> **What to work on**
Transcribe, word for word and without additions, each line below from the one containing "in [439, 46]." through the one containing "in [114, 206].", both ends included.

━━━━━ Records provided ━━━━━

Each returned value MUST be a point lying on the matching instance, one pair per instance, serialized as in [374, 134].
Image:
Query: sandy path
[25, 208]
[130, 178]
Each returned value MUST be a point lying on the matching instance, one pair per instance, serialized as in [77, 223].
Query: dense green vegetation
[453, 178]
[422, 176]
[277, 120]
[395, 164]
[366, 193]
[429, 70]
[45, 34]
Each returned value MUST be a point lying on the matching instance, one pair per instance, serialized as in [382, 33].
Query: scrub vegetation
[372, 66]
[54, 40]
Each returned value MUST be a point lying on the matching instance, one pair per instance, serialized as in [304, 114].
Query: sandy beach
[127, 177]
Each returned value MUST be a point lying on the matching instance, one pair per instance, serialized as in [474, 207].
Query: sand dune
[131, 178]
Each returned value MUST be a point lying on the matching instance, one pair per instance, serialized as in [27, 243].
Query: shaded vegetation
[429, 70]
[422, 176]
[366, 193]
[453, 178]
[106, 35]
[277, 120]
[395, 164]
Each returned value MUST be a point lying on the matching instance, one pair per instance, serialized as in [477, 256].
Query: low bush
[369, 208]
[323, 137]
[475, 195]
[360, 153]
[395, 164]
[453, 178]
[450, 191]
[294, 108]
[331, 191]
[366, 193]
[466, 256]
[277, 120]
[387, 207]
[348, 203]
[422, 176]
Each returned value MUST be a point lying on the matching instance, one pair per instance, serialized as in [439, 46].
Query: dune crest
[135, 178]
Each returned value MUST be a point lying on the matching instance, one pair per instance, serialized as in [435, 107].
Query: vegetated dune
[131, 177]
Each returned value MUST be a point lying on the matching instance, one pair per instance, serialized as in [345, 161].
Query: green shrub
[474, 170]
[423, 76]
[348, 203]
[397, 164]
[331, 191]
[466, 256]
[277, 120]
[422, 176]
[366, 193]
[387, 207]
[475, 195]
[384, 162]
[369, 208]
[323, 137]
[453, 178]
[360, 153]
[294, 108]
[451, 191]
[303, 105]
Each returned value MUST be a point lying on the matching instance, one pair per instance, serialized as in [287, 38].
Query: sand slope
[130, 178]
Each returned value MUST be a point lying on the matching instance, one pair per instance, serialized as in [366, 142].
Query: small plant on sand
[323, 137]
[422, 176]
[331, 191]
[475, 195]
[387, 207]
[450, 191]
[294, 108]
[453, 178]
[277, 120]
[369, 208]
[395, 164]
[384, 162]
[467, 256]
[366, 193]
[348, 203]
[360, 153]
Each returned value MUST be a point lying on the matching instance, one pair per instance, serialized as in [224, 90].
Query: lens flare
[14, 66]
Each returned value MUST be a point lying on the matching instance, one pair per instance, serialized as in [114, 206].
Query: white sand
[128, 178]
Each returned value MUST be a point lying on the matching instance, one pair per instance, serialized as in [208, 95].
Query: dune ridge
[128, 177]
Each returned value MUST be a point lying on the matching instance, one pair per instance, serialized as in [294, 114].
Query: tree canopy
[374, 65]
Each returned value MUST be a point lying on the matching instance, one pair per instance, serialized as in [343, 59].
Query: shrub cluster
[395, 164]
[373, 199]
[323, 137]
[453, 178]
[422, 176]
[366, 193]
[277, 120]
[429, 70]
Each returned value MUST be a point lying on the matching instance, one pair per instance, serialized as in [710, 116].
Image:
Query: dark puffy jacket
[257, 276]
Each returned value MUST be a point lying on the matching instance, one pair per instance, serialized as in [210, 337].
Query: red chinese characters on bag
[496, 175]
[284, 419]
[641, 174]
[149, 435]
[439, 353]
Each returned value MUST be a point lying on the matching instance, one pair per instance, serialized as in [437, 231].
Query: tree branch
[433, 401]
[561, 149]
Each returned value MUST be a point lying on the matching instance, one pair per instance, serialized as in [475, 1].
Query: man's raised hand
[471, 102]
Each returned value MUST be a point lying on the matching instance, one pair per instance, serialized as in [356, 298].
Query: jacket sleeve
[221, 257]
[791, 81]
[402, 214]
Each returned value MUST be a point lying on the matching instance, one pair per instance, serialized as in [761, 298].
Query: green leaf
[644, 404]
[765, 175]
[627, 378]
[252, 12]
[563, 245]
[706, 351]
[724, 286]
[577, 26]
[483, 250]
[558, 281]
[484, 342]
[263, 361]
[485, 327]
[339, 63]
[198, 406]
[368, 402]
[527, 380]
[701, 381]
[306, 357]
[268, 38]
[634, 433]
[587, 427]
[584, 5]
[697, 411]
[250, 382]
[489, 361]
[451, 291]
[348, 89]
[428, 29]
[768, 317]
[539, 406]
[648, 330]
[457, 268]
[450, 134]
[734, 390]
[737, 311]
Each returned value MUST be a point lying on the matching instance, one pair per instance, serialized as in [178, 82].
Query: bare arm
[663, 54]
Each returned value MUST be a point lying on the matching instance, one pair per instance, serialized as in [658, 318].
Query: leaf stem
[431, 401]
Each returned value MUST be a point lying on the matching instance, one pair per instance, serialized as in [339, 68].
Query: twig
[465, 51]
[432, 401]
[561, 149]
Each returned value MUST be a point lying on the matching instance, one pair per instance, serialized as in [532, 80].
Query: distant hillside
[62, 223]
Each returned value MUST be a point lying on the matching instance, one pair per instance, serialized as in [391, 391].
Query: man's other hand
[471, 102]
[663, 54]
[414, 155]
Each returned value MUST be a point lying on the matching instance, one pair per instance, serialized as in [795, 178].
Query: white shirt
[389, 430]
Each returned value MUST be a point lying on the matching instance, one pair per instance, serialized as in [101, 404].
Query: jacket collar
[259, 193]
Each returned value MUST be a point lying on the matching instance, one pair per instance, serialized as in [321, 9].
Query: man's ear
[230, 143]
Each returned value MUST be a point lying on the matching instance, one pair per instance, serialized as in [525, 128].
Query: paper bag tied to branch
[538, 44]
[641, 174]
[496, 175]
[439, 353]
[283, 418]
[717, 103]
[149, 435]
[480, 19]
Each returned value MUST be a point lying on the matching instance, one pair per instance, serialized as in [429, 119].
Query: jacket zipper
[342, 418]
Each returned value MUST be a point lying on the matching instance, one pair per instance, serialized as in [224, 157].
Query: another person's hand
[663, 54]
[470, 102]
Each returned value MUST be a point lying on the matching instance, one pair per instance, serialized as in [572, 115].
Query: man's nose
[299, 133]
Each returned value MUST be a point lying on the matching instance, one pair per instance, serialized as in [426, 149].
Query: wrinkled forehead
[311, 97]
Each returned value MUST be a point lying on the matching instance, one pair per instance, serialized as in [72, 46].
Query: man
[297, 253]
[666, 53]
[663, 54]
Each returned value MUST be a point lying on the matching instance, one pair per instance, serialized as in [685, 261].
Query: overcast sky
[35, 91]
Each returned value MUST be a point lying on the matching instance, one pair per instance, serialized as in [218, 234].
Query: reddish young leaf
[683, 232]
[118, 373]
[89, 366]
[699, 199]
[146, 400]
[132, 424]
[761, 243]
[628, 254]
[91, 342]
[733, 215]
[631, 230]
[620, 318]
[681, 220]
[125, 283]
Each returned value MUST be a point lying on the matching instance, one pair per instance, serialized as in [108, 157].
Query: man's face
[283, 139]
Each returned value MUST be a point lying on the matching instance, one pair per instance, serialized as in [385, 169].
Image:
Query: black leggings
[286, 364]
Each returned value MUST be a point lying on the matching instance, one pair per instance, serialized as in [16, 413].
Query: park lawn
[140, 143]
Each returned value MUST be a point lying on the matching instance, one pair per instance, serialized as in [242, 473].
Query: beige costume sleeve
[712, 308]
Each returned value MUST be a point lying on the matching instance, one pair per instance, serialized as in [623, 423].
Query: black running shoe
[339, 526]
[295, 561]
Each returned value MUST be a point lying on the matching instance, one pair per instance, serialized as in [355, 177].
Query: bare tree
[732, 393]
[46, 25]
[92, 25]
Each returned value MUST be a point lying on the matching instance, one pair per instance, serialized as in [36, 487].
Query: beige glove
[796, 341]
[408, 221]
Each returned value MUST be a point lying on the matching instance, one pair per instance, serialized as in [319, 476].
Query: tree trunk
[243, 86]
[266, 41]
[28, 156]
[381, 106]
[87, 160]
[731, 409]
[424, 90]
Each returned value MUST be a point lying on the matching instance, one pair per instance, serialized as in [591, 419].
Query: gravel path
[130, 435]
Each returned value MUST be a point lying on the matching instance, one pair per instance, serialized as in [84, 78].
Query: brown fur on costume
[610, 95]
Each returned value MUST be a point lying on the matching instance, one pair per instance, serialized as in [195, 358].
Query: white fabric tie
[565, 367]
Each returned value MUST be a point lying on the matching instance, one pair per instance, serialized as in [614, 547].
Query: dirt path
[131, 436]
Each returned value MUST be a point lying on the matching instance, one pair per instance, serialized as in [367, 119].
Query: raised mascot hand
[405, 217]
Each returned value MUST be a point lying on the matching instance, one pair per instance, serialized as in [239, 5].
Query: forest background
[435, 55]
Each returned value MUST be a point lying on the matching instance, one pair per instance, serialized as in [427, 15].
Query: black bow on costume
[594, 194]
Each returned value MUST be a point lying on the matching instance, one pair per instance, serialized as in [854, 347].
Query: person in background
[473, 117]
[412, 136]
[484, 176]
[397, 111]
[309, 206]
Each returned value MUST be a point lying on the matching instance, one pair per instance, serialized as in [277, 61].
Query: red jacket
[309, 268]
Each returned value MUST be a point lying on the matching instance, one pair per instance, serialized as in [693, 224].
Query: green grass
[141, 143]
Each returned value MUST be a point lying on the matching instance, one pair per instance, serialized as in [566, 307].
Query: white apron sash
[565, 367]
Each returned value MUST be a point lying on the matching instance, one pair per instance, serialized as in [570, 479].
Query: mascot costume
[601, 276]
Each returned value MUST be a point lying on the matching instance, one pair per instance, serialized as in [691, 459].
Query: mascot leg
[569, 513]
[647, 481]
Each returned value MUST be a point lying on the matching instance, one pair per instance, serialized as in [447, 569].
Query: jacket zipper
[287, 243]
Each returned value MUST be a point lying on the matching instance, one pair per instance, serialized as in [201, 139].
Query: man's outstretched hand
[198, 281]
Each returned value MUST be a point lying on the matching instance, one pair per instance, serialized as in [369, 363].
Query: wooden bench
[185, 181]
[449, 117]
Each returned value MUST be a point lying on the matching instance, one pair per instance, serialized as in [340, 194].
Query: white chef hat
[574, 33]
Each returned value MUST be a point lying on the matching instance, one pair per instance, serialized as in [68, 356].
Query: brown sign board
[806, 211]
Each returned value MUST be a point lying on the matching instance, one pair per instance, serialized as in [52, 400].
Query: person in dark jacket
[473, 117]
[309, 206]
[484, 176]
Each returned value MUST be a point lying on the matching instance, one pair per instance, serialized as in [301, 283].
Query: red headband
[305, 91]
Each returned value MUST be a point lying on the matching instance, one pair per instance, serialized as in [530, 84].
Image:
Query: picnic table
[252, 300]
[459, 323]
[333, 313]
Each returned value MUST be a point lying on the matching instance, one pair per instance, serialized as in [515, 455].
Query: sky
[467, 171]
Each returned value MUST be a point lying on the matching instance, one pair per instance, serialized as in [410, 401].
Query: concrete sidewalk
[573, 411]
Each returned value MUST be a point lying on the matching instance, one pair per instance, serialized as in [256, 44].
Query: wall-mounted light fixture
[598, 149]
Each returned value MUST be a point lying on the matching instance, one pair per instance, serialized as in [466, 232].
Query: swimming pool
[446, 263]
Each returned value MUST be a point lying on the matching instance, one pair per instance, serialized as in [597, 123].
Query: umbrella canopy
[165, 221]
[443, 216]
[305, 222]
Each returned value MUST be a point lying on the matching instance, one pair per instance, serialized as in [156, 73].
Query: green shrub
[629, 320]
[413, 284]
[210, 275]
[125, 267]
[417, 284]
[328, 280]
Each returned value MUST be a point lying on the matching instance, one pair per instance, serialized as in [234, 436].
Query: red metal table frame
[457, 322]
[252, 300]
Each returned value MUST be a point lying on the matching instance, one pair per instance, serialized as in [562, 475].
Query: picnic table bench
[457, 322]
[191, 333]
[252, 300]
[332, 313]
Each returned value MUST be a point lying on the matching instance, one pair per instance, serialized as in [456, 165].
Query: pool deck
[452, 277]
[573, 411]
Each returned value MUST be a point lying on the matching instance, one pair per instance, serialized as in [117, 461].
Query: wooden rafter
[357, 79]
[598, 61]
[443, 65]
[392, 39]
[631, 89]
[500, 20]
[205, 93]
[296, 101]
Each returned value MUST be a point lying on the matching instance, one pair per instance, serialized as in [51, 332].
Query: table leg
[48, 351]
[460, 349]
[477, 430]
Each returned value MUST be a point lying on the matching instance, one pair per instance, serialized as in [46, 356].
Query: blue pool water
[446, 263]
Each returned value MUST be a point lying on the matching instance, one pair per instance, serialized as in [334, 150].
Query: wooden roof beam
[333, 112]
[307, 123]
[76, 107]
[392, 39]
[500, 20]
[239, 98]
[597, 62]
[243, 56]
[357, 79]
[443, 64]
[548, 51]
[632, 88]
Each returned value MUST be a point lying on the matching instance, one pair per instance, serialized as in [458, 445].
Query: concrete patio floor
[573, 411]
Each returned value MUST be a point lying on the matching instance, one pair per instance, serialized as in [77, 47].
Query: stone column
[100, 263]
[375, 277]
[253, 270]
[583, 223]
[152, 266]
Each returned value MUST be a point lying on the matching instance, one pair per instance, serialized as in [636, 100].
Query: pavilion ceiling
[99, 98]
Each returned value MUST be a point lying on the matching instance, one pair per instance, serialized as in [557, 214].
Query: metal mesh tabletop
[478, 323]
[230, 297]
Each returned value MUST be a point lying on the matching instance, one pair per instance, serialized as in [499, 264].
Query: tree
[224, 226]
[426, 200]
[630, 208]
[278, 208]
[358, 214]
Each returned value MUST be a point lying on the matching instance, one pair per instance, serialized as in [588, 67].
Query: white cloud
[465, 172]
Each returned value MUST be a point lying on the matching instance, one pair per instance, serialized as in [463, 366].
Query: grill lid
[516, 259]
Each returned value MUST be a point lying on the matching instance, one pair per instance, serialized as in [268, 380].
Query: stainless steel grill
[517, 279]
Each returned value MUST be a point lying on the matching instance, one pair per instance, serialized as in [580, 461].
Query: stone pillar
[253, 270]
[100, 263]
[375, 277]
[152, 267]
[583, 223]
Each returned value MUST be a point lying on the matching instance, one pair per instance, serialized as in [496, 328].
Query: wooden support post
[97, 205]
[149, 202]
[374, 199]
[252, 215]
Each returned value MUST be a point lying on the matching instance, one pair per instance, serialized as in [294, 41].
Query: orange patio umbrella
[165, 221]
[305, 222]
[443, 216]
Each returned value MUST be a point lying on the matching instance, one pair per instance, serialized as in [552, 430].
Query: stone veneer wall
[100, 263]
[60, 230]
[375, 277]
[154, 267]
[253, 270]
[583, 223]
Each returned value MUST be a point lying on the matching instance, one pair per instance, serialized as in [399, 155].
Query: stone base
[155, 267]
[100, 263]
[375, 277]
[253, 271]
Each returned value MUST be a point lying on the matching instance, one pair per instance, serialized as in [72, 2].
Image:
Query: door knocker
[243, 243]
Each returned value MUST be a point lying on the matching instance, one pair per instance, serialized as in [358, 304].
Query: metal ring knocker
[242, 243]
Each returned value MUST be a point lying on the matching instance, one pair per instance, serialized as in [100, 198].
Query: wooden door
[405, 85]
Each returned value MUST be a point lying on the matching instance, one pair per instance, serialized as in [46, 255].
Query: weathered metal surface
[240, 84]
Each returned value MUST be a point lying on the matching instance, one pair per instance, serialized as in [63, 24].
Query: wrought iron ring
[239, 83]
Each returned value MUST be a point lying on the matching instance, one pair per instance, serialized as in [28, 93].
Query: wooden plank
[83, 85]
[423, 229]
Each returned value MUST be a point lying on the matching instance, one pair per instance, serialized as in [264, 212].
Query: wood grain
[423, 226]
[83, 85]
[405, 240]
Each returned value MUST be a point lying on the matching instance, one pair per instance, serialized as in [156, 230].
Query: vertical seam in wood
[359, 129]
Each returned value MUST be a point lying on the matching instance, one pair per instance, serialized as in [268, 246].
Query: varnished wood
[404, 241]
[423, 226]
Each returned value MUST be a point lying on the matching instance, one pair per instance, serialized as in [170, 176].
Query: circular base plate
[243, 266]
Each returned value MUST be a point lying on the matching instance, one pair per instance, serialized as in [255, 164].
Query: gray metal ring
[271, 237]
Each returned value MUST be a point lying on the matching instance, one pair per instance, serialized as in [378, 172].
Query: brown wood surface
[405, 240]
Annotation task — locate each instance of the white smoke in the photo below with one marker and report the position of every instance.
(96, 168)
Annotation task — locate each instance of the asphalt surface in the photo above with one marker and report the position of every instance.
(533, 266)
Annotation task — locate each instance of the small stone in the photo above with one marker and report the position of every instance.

━━━━━

> **Your solution**
Each returned value MUST be a point lying on the matching instance, one pair per instance, serialized as in [439, 46].
Query: dune crest
[135, 178]
Each returned value MUST be a point lying on the matching instance, one pair per instance, serialized as in [435, 107].
Query: vegetated dune
[131, 177]
Each returned value MUST be a point lying on the matching instance, one pair per instance, serialized as in [345, 161].
Query: green shrub
[474, 170]
[423, 76]
[348, 203]
[397, 164]
[331, 191]
[466, 256]
[277, 120]
[422, 176]
[366, 193]
[387, 207]
[475, 195]
[384, 162]
[369, 208]
[323, 137]
[453, 178]
[360, 153]
[294, 108]
[451, 191]
[303, 105]
Each returned value MUST be a point lying on the matching instance, one pair per instance, serialized as in [287, 38].
Query: sand slope
[130, 178]
Each returned value MUST be a point lying on the matching instance, one pair per instance, serialized as in [366, 142].
Query: small plant on sand
[323, 137]
[422, 176]
[331, 191]
[475, 195]
[387, 207]
[450, 191]
[294, 108]
[453, 178]
[277, 120]
[369, 208]
[395, 164]
[384, 162]
[467, 256]
[366, 193]
[348, 203]
[360, 153]
Each returned value MUST be a point lying on the matching instance, one pair per instance, serialized as in [224, 90].
Query: lens flare
[14, 66]
Each returned value MUST be a point lying on the matching instance, one pair per instance, serialized as in [114, 206].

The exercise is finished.